### Stored rows:
◇ ◇ ◇ ◇ ◇

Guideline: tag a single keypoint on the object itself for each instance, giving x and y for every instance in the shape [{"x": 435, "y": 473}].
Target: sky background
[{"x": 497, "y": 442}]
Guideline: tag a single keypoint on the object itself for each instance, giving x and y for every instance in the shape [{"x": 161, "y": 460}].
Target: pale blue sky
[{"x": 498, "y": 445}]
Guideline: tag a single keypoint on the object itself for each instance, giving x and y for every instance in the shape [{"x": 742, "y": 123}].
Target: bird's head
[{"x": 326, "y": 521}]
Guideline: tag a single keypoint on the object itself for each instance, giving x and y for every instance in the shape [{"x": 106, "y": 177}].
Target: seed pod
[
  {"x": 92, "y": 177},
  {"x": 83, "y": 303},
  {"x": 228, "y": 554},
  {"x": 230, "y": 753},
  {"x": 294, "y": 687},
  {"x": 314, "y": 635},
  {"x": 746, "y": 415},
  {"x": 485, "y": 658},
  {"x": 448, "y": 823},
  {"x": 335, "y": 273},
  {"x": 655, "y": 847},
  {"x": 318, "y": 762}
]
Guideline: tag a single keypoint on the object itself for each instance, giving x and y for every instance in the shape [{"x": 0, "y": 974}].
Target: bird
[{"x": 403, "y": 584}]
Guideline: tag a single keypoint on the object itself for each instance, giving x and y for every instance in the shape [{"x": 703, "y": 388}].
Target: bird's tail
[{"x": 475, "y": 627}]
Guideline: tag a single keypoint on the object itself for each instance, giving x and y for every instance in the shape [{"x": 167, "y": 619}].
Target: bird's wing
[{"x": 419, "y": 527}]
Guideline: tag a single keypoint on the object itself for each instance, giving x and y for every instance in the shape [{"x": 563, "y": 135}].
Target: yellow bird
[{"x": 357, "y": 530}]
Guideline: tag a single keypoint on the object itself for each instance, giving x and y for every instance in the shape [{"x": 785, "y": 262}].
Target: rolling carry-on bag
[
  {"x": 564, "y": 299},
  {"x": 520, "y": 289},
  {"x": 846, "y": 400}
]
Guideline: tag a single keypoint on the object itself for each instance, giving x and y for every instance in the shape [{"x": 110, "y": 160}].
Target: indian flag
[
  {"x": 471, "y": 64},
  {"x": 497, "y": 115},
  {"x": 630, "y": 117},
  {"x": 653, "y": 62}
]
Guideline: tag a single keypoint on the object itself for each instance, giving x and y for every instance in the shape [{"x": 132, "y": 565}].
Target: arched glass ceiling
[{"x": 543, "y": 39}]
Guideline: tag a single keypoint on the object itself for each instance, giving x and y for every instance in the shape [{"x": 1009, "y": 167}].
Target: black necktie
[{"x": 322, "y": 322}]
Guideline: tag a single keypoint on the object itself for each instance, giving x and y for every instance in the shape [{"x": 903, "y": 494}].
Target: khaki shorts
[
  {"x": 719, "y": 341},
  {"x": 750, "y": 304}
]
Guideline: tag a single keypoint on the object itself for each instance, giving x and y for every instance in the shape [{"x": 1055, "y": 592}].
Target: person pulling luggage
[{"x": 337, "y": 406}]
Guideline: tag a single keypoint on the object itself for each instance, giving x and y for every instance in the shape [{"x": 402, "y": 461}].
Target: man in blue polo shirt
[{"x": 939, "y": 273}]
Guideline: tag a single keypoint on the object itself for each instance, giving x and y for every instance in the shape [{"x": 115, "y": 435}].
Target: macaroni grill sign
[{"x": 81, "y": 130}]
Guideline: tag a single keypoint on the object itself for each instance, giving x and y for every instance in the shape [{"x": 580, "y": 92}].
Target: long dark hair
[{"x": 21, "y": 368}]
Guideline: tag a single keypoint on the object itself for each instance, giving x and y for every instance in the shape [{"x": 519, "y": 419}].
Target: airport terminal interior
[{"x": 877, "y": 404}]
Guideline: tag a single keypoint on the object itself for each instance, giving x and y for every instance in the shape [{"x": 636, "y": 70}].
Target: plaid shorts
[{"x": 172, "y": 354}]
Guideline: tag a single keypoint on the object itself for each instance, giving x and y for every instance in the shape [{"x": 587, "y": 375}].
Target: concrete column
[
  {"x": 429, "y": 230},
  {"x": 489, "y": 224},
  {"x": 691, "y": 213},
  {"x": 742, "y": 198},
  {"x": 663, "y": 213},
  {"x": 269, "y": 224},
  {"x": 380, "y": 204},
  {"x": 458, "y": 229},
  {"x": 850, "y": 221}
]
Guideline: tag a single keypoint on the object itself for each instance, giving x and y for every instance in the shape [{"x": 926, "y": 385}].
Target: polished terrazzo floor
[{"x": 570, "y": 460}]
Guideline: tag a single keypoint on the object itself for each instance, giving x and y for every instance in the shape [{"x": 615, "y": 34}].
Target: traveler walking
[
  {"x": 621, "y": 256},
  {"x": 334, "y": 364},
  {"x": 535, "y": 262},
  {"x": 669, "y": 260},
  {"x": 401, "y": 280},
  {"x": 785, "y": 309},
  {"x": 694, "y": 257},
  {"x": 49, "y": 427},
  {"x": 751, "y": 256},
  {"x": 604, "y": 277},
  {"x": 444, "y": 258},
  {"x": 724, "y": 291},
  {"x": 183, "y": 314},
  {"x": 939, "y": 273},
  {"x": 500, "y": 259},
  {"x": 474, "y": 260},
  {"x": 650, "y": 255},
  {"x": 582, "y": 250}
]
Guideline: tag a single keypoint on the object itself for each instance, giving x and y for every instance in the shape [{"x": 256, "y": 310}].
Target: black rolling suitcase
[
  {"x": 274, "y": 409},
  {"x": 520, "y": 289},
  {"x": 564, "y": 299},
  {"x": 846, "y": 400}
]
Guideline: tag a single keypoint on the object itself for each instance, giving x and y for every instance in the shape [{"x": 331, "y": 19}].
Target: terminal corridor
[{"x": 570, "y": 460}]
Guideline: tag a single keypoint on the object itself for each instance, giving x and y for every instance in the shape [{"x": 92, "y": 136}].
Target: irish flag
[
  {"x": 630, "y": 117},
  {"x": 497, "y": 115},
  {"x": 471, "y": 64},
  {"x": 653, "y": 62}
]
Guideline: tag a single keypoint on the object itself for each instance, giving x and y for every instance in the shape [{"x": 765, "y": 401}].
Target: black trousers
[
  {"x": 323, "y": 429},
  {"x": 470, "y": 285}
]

◇ ◇ ◇ ◇ ◇

### What the task asks:
Please set down all the data word for word.

### Written solution:
Guideline: tag a single keypoint on the object itself for each instance, giving x and y for every instance in the shape [{"x": 435, "y": 473}].
Target: sky background
[{"x": 497, "y": 442}]
Guideline: tag a single keypoint on the object itself for each instance, giving x and y for every instance in the shape [{"x": 161, "y": 460}].
Target: pale blue sky
[{"x": 498, "y": 445}]
Guideline: tag a single keypoint on the object itself for each instance, giving x and y for every instance in the shape [{"x": 742, "y": 123}].
Target: bird's head
[{"x": 326, "y": 521}]
Guideline: tag a single keypoint on the object itself for each instance, giving x and y for every instance in the shape [{"x": 106, "y": 177}].
Target: seed pod
[
  {"x": 92, "y": 177},
  {"x": 83, "y": 303},
  {"x": 228, "y": 554},
  {"x": 230, "y": 753},
  {"x": 294, "y": 687},
  {"x": 314, "y": 635},
  {"x": 746, "y": 415},
  {"x": 485, "y": 658},
  {"x": 448, "y": 823},
  {"x": 335, "y": 273},
  {"x": 655, "y": 847},
  {"x": 318, "y": 762}
]
Guideline: tag a single keypoint on the object itself for each instance, giving x and y for every instance in the shape [{"x": 0, "y": 974}].
Target: bird
[{"x": 403, "y": 584}]
Guideline: tag a single keypoint on the object itself for each instance, giving x and y for every instance in the shape [{"x": 703, "y": 388}].
Target: bird's tail
[{"x": 475, "y": 627}]
Guideline: tag a single keypoint on the object itself for each instance, giving x and y for every instance in the shape [{"x": 167, "y": 619}].
Target: bird's wing
[{"x": 419, "y": 527}]
Guideline: tag a single keypoint on the object itself for each instance, giving x and y for every instance in the shape [{"x": 563, "y": 135}].
Target: yellow bird
[{"x": 357, "y": 530}]
Guideline: tag a single keypoint on the object itself for each instance, giving x and y for every instance in the shape [{"x": 785, "y": 262}].
Target: rolling carry-on bag
[
  {"x": 564, "y": 299},
  {"x": 520, "y": 289},
  {"x": 846, "y": 400}
]
Guideline: tag a single keypoint on the object itself for each instance, giving x and y for every instance in the shape [{"x": 110, "y": 160}].
Target: indian flag
[
  {"x": 471, "y": 64},
  {"x": 497, "y": 115},
  {"x": 630, "y": 117},
  {"x": 653, "y": 62}
]
Guideline: tag a single keypoint on the object itself for each instance, giving x and y for every instance in the shape [{"x": 132, "y": 565}].
Target: arched glass ceiling
[{"x": 543, "y": 39}]
Guideline: tag a single keypoint on the object itself for each instance, giving x and y for every instance in the shape [{"x": 1009, "y": 167}].
Target: black necktie
[{"x": 322, "y": 322}]
Guideline: tag a single keypoint on the object itself for each instance, giving x and y for every instance in the shape [{"x": 903, "y": 494}].
Target: khaki shorts
[
  {"x": 719, "y": 341},
  {"x": 750, "y": 304}
]
Guideline: tag a single keypoint on the object itself for each instance, giving x and y for every instance in the shape [{"x": 1055, "y": 592}].
Target: person pulling luggage
[{"x": 337, "y": 406}]
Guideline: tag a single keypoint on the object itself for each instance, giving x and y for every instance in the shape [{"x": 402, "y": 461}].
Target: man in blue polo shirt
[{"x": 939, "y": 273}]
Guideline: tag a single keypoint on the object itself for each instance, giving x and y for every instance in the shape [{"x": 115, "y": 435}].
Target: macaroni grill sign
[{"x": 81, "y": 130}]
Guideline: tag a single keypoint on the object itself for each instance, giving x and y for every instance in the shape [{"x": 580, "y": 92}].
Target: long dark hair
[{"x": 21, "y": 368}]
Guideline: tag a single keypoint on the object itself for each instance, giving x and y for every instance in the shape [{"x": 519, "y": 419}].
Target: airport terminal interior
[{"x": 877, "y": 404}]
Guideline: tag a single keypoint on the object itself for each instance, giving x and y for every instance in the shape [{"x": 636, "y": 70}].
Target: plaid shorts
[{"x": 172, "y": 354}]
Guideline: tag a single keypoint on the object itself for each instance, giving x and y for every instance in the shape [{"x": 587, "y": 375}].
Target: concrete column
[
  {"x": 429, "y": 230},
  {"x": 489, "y": 224},
  {"x": 691, "y": 213},
  {"x": 742, "y": 198},
  {"x": 663, "y": 213},
  {"x": 269, "y": 224},
  {"x": 380, "y": 204},
  {"x": 458, "y": 229},
  {"x": 850, "y": 221}
]
Guideline: tag a single keypoint on the object itself for each instance, giving x and y for every instance in the shape [{"x": 926, "y": 385}].
Target: polished terrazzo floor
[{"x": 570, "y": 460}]
Guideline: tag a single keypoint on the object itself for each instance, giving x and y for every instance in the shape [{"x": 615, "y": 34}].
Target: traveler walking
[
  {"x": 621, "y": 256},
  {"x": 334, "y": 364},
  {"x": 535, "y": 262},
  {"x": 669, "y": 260},
  {"x": 401, "y": 280},
  {"x": 785, "y": 309},
  {"x": 694, "y": 257},
  {"x": 49, "y": 427},
  {"x": 751, "y": 256},
  {"x": 604, "y": 277},
  {"x": 444, "y": 258},
  {"x": 724, "y": 291},
  {"x": 183, "y": 314},
  {"x": 939, "y": 273},
  {"x": 500, "y": 259},
  {"x": 474, "y": 260},
  {"x": 650, "y": 255},
  {"x": 582, "y": 250}
]
Guideline: tag a single keypoint on the object itself for each instance, giving x and y for every instance in the shape [{"x": 256, "y": 310}].
Target: black rolling suitcase
[
  {"x": 274, "y": 409},
  {"x": 520, "y": 289},
  {"x": 564, "y": 299},
  {"x": 846, "y": 400}
]
Guideline: tag a single keypoint on the object itself for each instance, giving x and y for every instance in the shape [{"x": 331, "y": 19}].
Target: terminal corridor
[{"x": 570, "y": 460}]
Guideline: tag a single keypoint on the object itself for each instance, giving x and y for every instance in the shape [{"x": 92, "y": 136}].
Target: irish flag
[
  {"x": 630, "y": 117},
  {"x": 497, "y": 115},
  {"x": 471, "y": 64},
  {"x": 653, "y": 62}
]
Guideline: tag a single keypoint on the object itself for each instance, giving x and y for every instance in the shape [{"x": 765, "y": 401}].
Target: black trousers
[
  {"x": 323, "y": 429},
  {"x": 470, "y": 285}
]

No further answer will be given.